[SUPPLIED RECORDS]
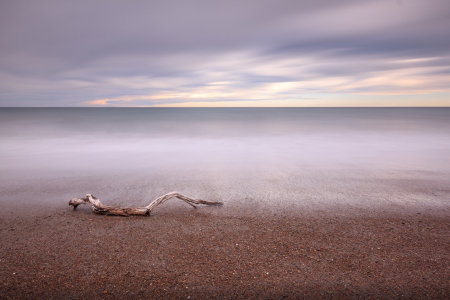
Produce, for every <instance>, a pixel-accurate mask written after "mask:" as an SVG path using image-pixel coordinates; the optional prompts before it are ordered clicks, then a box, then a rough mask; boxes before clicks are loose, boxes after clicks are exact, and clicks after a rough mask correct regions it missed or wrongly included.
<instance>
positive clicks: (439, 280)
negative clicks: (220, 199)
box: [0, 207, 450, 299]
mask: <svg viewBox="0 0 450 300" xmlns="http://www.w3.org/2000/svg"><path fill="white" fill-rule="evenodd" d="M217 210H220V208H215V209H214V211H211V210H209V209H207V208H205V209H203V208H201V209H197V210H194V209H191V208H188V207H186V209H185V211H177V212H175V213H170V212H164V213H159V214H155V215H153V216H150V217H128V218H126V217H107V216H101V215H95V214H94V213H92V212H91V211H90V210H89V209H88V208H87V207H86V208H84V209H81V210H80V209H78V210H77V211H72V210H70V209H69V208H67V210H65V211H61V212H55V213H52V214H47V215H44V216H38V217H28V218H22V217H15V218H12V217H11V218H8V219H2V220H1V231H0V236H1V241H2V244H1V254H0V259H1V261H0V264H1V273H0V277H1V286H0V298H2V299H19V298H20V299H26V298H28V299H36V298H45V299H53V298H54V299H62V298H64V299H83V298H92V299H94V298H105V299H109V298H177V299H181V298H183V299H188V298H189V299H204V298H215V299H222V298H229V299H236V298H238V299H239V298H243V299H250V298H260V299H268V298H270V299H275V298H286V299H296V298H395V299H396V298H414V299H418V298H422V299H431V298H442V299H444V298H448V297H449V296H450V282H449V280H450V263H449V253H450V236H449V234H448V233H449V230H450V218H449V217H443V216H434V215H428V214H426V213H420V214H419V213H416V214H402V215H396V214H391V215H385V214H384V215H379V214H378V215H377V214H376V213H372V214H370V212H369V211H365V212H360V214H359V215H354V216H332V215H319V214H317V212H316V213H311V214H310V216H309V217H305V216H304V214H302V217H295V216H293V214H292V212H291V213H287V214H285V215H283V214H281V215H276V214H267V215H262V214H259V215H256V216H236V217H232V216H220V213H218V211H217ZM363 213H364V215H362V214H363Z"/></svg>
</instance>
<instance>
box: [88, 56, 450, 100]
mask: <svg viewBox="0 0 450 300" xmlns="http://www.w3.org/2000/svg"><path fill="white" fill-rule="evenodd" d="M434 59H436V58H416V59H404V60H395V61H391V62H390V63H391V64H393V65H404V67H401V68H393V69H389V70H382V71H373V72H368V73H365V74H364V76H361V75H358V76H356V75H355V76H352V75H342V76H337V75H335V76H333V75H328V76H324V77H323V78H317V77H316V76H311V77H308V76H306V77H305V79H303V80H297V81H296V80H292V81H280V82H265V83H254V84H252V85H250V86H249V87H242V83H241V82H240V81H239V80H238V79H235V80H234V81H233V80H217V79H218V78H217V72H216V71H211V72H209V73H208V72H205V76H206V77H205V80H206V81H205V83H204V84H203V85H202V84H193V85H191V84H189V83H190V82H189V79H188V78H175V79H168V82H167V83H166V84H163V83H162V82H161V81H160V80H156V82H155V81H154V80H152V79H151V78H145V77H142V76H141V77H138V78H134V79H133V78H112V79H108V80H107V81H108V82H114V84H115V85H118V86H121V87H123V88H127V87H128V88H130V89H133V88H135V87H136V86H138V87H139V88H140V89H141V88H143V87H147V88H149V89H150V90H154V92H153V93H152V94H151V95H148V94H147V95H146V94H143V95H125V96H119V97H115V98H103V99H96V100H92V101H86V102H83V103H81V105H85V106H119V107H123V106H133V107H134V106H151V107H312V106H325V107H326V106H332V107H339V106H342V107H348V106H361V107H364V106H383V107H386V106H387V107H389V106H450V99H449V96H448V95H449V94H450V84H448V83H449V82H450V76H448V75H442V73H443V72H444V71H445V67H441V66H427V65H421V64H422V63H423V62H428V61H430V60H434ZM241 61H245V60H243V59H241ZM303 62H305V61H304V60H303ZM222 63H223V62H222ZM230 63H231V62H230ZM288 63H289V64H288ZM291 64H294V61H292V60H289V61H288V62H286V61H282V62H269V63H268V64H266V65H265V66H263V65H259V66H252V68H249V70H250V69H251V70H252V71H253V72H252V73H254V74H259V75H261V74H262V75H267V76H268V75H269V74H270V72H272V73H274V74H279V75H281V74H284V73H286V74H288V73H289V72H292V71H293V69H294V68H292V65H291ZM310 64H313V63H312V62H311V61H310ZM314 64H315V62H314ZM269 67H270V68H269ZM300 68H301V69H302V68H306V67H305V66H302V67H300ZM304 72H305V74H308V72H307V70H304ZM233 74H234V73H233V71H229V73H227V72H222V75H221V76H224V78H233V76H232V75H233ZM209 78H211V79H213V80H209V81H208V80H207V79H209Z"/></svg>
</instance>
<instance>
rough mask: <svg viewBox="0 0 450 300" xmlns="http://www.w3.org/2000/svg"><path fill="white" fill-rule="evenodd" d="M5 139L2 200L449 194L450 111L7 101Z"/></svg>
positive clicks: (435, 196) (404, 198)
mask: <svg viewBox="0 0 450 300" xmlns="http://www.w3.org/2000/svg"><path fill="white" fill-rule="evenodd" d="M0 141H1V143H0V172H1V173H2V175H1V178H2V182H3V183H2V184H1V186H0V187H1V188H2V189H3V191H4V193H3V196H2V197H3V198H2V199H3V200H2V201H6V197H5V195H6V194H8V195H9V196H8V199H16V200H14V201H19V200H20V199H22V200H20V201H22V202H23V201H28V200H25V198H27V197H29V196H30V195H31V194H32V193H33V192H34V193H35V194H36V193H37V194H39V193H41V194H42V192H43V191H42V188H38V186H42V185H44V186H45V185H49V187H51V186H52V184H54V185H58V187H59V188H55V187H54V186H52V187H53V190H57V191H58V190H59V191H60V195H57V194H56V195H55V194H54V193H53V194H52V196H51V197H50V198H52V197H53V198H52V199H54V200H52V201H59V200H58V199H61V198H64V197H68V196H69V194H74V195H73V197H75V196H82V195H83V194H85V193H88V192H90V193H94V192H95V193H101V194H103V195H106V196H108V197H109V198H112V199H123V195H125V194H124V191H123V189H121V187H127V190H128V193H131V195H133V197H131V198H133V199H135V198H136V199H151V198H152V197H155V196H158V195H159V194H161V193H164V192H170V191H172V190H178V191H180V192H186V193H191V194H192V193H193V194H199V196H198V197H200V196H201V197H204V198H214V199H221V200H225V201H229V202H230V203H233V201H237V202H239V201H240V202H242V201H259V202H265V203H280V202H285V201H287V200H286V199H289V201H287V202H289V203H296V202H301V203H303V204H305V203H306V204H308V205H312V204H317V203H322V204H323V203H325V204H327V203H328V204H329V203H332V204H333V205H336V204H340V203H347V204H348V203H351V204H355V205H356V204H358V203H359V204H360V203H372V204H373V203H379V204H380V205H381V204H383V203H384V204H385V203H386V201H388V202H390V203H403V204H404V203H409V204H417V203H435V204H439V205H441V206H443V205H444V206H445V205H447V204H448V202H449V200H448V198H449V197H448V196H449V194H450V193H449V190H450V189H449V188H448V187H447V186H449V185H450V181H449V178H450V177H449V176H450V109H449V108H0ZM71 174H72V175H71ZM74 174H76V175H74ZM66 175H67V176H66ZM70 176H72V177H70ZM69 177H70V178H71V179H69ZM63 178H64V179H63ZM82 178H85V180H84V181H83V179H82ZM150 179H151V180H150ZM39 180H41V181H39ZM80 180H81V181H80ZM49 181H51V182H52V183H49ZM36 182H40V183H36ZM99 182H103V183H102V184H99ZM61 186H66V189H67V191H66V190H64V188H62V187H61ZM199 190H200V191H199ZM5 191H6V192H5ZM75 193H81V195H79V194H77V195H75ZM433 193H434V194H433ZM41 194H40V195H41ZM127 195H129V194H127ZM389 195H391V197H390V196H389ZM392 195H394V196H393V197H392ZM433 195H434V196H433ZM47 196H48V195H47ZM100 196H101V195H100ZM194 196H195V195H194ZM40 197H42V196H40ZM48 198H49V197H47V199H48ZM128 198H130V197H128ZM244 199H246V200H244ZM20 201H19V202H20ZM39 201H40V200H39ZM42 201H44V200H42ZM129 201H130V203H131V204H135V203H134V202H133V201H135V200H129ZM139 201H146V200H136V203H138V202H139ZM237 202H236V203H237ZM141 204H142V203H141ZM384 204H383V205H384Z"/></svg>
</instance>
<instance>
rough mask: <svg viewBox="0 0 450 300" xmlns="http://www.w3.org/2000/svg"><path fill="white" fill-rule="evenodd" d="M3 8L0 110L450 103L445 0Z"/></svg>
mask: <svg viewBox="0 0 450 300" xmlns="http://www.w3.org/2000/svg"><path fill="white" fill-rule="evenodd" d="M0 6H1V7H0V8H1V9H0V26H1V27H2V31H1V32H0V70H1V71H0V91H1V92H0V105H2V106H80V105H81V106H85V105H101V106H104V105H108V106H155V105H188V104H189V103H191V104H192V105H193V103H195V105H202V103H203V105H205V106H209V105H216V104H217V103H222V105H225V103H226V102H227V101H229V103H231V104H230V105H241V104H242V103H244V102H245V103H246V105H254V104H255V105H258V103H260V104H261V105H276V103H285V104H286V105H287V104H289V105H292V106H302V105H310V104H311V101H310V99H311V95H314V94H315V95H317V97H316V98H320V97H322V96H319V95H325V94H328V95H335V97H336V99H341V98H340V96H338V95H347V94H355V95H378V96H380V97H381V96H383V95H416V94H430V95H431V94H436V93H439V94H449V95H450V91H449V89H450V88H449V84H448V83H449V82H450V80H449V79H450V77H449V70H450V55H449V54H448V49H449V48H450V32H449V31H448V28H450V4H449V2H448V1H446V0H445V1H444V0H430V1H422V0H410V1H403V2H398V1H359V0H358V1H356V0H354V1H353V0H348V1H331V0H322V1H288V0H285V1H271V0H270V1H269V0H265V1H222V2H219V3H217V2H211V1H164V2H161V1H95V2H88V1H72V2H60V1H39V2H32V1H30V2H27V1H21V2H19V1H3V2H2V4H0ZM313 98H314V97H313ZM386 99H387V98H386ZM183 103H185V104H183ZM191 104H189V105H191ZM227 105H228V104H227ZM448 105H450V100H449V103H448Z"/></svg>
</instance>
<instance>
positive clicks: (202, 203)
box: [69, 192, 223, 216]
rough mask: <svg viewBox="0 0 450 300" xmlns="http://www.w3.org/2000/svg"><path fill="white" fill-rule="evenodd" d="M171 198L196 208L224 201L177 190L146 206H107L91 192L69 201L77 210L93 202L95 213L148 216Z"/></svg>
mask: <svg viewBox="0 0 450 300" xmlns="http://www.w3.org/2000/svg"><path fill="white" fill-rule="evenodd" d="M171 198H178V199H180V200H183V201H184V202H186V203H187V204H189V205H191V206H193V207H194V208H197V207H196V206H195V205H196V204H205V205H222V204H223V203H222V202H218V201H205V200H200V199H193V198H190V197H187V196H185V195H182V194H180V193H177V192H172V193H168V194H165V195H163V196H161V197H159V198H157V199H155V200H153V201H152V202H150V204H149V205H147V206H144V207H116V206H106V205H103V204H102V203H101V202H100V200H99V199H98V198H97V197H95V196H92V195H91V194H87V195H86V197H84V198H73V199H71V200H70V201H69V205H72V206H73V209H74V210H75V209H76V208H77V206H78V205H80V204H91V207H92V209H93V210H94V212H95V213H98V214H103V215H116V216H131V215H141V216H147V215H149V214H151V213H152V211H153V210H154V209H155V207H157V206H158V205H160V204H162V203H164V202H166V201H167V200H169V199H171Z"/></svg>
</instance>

...

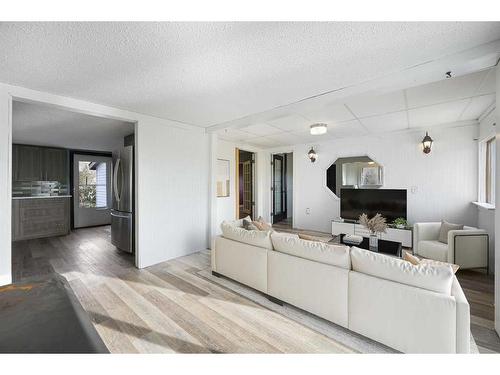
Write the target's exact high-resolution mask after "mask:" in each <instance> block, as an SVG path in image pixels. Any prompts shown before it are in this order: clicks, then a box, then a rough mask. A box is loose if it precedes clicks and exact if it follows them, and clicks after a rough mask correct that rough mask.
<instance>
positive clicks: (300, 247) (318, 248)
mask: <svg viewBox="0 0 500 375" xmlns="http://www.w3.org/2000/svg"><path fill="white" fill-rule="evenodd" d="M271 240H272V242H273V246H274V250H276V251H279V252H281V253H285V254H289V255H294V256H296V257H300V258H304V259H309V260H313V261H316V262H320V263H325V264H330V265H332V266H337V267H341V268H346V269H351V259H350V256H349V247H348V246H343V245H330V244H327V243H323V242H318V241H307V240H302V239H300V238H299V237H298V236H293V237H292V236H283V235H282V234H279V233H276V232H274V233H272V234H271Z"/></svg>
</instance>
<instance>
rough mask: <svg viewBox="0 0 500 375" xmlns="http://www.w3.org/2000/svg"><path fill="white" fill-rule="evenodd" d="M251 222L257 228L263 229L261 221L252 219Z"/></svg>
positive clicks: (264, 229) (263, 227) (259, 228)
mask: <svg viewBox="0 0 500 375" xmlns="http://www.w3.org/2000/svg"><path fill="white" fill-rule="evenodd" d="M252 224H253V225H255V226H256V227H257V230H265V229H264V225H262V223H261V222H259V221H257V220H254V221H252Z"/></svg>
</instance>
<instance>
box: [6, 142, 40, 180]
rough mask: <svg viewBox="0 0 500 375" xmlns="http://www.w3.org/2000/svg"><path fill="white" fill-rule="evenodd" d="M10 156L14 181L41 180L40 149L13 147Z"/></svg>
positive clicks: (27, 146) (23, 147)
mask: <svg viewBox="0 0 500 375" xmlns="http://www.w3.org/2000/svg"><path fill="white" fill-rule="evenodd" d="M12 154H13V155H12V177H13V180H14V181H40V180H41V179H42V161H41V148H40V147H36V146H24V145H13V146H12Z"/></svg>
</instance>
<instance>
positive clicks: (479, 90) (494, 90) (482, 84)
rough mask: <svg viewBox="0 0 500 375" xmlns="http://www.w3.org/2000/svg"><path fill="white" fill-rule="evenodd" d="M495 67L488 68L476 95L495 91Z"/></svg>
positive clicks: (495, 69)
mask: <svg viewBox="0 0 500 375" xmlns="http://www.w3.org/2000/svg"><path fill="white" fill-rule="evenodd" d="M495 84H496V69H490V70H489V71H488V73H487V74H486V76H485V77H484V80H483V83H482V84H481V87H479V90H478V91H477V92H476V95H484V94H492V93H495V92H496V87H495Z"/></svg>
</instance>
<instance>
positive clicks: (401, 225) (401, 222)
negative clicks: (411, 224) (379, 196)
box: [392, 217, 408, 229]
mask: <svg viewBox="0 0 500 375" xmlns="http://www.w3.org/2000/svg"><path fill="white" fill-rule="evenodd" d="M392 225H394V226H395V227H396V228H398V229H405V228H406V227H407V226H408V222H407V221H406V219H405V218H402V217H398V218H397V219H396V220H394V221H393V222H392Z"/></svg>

[WHAT IS REQUIRED] Render the records, starting at the line that contains "Produce, for every" and continuing through the line that contains "box: [0, 207, 450, 299]", with both of those lines included, as a JSON list of strings, one string per line. Omit any blank lines.

[FINISHED TASK]
[
  "Produce, for every <instance>, a pixel-accurate mask written after \"mask:\" as an SVG path using image-pixel coordinates; the optional prompts before it are ordered clicks, then a box, then a rough mask; boxes before clicks are loose, boxes after clicks are exact, and clicks after a rough mask correct regions it missed or wrongly included.",
  "<instance>",
  "positive clicks: (439, 280)",
  "negative clicks: (220, 199)",
  "box: [0, 207, 450, 299]"
]